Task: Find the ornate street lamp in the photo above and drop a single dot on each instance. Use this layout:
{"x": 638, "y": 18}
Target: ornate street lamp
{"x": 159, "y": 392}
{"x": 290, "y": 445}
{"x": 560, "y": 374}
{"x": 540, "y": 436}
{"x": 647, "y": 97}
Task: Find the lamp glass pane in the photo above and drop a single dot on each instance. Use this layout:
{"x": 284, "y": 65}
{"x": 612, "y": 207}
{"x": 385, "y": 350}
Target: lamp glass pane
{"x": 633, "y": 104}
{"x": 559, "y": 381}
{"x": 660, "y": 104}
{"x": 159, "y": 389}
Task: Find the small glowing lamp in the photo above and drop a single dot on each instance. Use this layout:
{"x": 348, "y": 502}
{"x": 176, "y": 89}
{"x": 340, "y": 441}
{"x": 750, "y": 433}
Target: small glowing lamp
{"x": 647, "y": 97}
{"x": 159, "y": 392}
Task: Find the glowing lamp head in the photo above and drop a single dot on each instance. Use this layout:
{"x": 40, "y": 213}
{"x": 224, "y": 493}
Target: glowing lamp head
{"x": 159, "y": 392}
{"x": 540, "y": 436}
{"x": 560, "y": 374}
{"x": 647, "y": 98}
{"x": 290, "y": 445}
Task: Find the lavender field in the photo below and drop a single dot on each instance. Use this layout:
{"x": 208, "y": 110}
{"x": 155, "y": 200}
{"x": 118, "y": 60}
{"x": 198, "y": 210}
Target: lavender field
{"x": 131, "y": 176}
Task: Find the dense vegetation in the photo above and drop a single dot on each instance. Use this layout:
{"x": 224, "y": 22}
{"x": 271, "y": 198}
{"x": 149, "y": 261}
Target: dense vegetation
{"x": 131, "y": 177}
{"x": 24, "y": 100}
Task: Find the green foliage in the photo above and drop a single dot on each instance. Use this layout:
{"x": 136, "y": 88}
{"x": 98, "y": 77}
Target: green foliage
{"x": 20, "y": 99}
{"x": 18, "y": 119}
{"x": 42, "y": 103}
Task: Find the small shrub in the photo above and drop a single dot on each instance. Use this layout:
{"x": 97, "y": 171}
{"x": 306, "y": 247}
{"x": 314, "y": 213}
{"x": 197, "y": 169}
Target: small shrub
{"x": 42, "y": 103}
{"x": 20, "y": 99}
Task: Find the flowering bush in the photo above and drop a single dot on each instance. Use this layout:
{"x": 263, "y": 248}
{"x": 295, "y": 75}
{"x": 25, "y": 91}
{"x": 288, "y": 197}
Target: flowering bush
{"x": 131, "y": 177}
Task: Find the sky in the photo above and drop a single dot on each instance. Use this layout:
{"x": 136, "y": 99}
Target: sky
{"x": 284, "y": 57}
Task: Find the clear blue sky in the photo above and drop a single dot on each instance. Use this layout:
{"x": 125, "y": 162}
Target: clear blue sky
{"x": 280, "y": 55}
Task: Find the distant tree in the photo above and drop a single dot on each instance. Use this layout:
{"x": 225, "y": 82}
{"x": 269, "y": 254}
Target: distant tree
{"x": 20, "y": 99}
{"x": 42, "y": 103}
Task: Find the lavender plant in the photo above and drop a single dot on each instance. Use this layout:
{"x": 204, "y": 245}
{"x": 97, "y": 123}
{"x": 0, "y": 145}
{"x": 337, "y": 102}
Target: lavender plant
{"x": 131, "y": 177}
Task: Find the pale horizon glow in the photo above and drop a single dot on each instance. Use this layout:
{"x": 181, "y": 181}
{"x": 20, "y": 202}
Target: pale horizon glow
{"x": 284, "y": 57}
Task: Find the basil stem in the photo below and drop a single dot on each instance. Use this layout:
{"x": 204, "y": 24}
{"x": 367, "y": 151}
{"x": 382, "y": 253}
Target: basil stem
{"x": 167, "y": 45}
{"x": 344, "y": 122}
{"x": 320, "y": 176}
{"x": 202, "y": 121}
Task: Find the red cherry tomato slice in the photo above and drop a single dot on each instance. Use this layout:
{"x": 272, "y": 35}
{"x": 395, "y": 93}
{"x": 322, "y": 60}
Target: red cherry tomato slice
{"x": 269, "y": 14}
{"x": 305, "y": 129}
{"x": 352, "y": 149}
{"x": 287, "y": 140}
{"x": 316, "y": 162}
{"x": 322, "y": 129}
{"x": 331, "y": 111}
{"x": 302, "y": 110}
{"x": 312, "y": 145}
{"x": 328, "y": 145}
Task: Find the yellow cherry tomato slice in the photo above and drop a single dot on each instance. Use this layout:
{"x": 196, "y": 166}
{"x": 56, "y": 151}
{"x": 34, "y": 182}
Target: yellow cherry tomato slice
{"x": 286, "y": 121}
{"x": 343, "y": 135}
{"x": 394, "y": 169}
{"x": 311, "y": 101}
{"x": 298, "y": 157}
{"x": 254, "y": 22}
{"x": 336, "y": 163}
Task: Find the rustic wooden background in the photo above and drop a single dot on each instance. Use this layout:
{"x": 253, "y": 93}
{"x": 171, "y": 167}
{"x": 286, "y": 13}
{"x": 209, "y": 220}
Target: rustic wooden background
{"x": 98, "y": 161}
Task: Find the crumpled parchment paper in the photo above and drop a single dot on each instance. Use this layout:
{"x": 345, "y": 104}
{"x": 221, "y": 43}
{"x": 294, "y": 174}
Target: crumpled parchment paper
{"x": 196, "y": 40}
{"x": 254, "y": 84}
◆ ◆ ◆ ◆
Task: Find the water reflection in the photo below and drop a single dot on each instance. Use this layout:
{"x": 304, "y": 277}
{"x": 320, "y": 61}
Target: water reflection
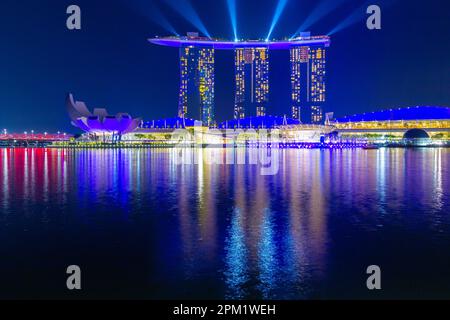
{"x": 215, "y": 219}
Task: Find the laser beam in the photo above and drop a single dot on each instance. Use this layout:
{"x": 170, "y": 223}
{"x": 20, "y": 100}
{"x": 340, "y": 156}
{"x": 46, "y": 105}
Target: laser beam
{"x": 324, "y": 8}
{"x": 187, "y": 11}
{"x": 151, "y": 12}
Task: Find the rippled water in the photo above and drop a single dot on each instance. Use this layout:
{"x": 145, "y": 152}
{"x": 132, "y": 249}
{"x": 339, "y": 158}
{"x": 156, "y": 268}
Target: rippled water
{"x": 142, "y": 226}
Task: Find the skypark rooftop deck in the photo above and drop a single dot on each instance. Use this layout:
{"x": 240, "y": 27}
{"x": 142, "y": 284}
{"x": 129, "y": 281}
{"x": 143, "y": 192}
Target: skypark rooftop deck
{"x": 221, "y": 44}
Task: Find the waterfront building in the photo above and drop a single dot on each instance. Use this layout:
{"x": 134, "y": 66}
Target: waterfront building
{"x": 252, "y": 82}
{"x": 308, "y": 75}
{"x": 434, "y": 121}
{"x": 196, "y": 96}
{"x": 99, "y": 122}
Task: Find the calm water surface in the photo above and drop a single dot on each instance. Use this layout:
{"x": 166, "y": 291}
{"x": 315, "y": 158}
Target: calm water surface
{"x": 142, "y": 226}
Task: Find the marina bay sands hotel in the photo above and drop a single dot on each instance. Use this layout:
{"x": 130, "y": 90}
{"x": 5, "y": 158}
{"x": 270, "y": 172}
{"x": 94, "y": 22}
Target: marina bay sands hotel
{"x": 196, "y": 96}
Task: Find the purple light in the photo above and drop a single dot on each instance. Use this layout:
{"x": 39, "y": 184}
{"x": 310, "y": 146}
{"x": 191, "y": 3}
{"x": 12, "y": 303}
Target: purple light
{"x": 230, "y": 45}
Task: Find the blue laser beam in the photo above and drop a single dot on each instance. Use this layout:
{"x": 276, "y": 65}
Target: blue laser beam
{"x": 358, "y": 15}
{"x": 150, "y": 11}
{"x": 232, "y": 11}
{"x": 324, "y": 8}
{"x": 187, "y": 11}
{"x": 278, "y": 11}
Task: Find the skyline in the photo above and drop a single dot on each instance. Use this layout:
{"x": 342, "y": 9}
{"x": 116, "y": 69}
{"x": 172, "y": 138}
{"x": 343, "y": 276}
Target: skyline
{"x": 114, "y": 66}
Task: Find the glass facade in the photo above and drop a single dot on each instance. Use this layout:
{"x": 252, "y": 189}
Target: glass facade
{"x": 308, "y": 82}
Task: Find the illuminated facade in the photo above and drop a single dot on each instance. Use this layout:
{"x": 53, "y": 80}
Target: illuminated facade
◆ ◆ ◆ ◆
◆ **Problem to solve**: Check each line of the data for "illuminated". Copy the lines where it turns up.

◆ **Solution**:
Task: Find the illuminated facade in the photo above and drop a single dot on each instance. Use this layout:
Target: illuminated facade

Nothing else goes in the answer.